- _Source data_

>> Start

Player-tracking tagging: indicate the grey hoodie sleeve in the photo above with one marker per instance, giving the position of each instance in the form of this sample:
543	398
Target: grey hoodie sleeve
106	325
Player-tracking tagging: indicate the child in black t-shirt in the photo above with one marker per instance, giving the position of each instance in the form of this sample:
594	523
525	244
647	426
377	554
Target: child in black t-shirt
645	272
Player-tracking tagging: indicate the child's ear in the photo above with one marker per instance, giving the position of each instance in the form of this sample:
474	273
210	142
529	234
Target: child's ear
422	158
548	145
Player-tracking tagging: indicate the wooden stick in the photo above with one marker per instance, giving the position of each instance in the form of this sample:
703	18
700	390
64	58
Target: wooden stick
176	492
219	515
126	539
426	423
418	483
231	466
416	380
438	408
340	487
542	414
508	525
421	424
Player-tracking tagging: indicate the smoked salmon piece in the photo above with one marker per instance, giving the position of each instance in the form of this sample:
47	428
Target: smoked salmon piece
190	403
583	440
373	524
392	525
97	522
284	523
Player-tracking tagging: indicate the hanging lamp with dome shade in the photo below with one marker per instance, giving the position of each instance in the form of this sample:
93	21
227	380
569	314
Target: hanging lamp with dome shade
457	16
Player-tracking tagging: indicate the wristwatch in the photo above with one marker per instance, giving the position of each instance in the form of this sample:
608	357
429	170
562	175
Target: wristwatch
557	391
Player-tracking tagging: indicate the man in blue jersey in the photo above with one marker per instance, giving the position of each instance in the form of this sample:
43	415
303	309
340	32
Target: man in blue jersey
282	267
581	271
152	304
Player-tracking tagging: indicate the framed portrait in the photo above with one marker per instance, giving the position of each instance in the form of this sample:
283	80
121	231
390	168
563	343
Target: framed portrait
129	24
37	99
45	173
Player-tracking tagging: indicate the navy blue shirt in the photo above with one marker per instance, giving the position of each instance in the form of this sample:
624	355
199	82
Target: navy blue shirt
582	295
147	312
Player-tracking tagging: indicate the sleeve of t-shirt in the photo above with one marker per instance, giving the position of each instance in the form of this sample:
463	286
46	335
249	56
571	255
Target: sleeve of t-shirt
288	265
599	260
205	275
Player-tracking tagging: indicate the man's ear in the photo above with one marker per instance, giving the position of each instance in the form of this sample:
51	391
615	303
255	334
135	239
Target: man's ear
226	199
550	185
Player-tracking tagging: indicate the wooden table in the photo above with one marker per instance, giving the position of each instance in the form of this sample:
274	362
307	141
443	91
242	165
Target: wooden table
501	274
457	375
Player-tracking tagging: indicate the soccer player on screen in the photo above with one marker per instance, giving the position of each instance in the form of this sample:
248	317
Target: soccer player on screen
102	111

>> End
>> Start

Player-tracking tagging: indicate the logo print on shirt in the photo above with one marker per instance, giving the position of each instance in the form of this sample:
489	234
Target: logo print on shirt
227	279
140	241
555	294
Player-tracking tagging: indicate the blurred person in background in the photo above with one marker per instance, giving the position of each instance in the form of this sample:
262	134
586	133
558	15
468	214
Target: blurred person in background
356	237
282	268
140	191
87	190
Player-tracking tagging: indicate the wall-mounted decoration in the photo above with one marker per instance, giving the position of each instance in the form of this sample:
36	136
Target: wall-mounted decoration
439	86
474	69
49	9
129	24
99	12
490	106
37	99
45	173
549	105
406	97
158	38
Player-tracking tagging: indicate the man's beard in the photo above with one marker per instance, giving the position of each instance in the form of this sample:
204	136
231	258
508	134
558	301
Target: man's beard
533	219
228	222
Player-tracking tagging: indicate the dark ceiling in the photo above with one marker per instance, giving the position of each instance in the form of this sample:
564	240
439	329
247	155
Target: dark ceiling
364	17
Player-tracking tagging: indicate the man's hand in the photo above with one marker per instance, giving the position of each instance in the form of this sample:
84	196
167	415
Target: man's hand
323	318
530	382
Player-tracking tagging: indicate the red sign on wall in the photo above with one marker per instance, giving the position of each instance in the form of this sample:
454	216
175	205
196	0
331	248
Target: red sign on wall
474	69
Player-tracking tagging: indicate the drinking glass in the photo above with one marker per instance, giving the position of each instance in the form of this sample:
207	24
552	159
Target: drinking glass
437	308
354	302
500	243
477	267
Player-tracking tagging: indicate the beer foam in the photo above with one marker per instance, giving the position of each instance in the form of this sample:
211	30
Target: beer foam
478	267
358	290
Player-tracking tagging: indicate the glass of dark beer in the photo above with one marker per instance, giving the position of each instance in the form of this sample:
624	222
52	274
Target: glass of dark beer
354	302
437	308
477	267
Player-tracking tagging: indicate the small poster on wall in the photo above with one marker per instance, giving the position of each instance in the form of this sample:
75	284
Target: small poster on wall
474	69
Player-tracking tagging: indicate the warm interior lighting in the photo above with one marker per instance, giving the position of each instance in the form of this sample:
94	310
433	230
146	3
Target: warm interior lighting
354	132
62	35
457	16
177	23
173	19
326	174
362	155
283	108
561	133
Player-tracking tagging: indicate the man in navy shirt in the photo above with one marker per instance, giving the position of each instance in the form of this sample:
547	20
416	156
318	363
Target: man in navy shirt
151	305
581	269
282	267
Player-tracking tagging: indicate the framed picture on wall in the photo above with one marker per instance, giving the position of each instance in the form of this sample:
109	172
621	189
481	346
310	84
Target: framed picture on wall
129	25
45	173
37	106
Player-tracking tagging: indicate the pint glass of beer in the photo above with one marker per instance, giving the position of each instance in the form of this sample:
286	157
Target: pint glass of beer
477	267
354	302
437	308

>> End

Pull out every line in the rows above that contains the string "stick" and copy each one. The match is case-sensitive.

- _SOLUTION BELOW_
Player-tracking tagging: indicate the wooden stick in the photo above with one marker per instance, giving the position of each instance in the form of this sample:
Target: wooden stick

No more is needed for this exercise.